Requirement ->
Copy out everything in the listing from the line containing "Task: point out each instance of the purple" down to the line containing "Task: point out each instance of the lavender-colored", both of those lines included, word for word. Leave the pictures out of your copy.

Data shown ->
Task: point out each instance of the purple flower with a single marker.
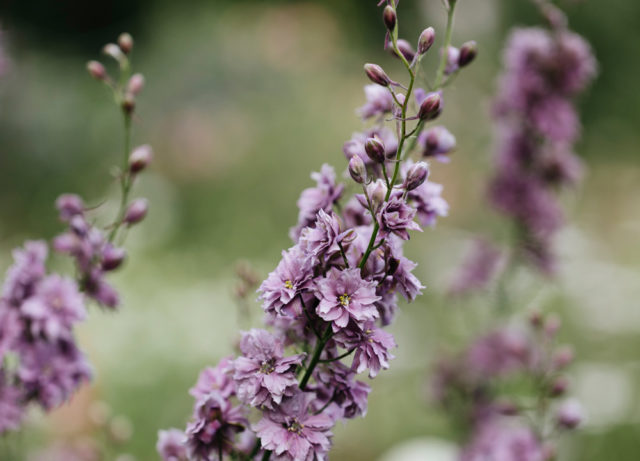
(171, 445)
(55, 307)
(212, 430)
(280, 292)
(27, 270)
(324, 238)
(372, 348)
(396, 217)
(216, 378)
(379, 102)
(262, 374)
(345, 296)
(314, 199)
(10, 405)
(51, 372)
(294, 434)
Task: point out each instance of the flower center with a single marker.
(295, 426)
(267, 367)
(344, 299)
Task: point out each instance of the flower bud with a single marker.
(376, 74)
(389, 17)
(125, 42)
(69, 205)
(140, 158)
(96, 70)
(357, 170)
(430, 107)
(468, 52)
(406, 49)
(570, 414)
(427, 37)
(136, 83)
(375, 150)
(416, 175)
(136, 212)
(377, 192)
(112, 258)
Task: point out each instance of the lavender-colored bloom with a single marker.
...
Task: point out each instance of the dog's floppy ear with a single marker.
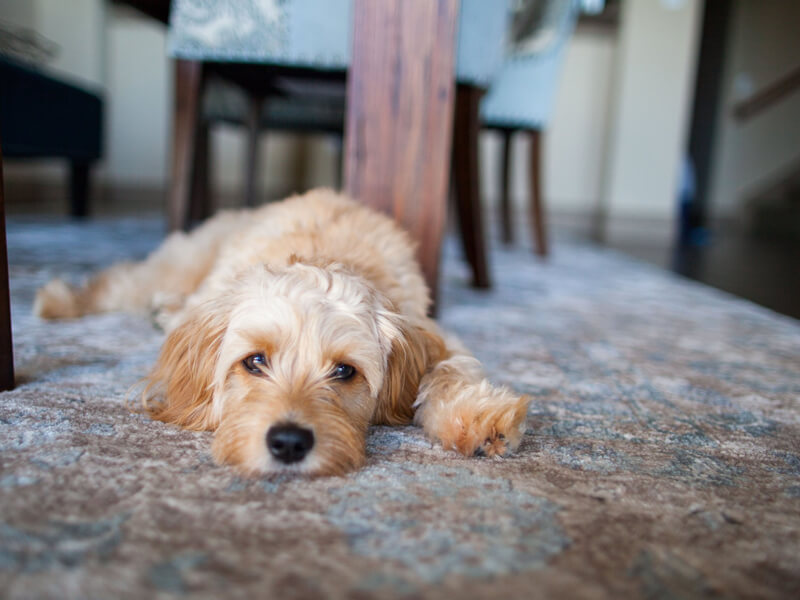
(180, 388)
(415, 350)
* * *
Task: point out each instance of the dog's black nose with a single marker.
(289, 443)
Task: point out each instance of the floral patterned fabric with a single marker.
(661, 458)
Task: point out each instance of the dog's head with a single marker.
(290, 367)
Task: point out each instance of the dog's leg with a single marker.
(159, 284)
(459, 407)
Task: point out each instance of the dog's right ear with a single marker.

Task output ->
Task: point out each instance of the purple flower with a single marker.
(171, 445)
(55, 307)
(212, 430)
(280, 292)
(27, 270)
(324, 238)
(372, 348)
(396, 217)
(216, 378)
(379, 102)
(262, 374)
(345, 296)
(314, 199)
(10, 405)
(51, 372)
(294, 434)
Task: point out each instance of the flower center with a single marker.
(295, 426)
(267, 367)
(344, 299)
Task: point out each instance of the flower bud with a single marker.
(376, 74)
(389, 17)
(125, 42)
(69, 205)
(140, 158)
(96, 70)
(357, 170)
(430, 107)
(468, 52)
(406, 49)
(570, 414)
(427, 37)
(136, 83)
(375, 150)
(416, 175)
(136, 212)
(377, 192)
(112, 258)
Task: point out each instance of the lavender-colored bloom with a single marker.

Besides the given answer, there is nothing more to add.